▶ _PASSAGE PROVIDED_
** Begin **

I have seen full utilization of all cores only at the first part of the first step ("Self play"). For later stages in case of 24 OCPU's the observed utilization was about ~20% and about ~8% in case of 64 OCPUs.
I found the following question asked by johannes-fischer particularly interesting:
Furthermore, it is 8 threads that are working at full load (the ones from julia -p 20 call, not 20, which would be the number of processes). So where does that number 8 come from?
Would it be possible to receive additional information on this topic please?
Best regards!
Edit: some typos
It is interesting and surprising that using several processes is so much faster than using several threads. A possible advantage of processes over threads is that they each have their own GC and so each process can collect its garbage without stopping the world (this should be improved in the future). But could this explain an order of magnitude difference? I feel like I am missing something here and I would like to understand this better.
Also, @idevcde: this sounds like you observed a significant slowdown during training. Is it possible that the system was simply using too much memory and ended up spending too much time fetching pages from the swap? Did you look at the ratio of time spent in GC in the generated report?
More generally, I must admit that AlphaZero.jl could be more efficient in the way it handles memory (using async MCTS to diminish the number of MCTS trees to maintain without diminishing batch size, MCTS implementation without state sharing, storing samples on disk...). That being said, I've had several reports of increasing memory consumption during training to an extent that I find surprising. I do not see how AlphaZero.jl could be leaking memory (as there is very little shared state between iterations) and so I would like more data on this. May the GC be at fault once again?
What also confused me is that even even when calling single-threaded julia -p 64, htop shows multiple threads belonging to the main process during benchmarking (where AlphaZero does not use multi-processing). This is not problematic, I'm just trying to understand what's happening. I don't see how Util.mapreduce spawns multiple threads since Threads.nthreads() should be 1. Furthermore, it is 8 threads that are working at full load (the ones from julia -p 20 call, not 20, which would be the number of processes). So where does that number 8 come from?
Could it be BLAS spawning 8 threads to perform the linear algebra during inference? The number 8 also appears here: https://github.com/JuliaLang/julia/issues/33409.
Thank you.

** End **

▶ _RECORDS_
** Begin **

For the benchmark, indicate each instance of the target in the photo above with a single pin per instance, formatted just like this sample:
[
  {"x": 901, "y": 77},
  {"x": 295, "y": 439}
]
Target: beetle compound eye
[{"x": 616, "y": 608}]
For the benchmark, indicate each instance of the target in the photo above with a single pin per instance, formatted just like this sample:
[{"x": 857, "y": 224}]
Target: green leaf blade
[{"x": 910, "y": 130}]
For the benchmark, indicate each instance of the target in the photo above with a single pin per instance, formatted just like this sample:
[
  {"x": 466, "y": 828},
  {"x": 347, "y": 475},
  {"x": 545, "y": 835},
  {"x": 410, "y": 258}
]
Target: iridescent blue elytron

** End **
** Begin **

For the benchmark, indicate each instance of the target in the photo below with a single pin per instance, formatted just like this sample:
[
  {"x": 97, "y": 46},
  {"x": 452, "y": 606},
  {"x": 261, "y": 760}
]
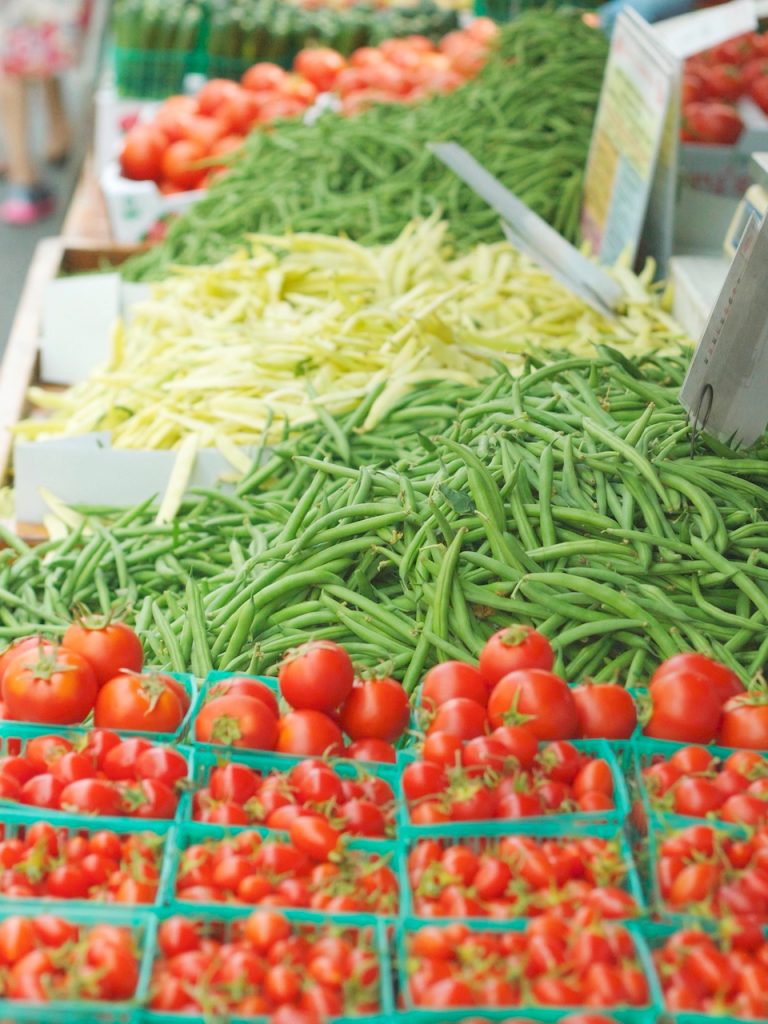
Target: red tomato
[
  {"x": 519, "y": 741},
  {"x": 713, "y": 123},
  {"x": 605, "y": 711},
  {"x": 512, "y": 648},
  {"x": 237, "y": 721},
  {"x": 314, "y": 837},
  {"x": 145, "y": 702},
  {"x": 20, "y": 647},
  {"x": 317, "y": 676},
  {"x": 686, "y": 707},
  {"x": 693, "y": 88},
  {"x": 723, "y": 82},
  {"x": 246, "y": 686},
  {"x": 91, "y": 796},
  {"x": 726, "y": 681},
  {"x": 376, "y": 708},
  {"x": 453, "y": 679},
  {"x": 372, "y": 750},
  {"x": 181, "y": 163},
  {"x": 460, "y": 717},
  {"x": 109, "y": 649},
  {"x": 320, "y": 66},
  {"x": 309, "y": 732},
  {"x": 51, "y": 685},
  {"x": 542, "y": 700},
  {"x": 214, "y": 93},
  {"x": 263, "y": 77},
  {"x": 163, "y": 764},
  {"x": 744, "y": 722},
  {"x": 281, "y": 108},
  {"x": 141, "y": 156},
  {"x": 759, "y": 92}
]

** End **

▶ _TASK OBJECTIVE_
Print the AlphaZero.jl thread word for word from "I have seen" to "of 64 OCPUs.".

▶ _OUTPUT OF THE TASK_
I have seen full utilization of all cores only at the first part of the first step ("Self play"). For later stages in case of 24 OCPU's the observed utilization was about ~20% and about ~8% in case of 64 OCPUs.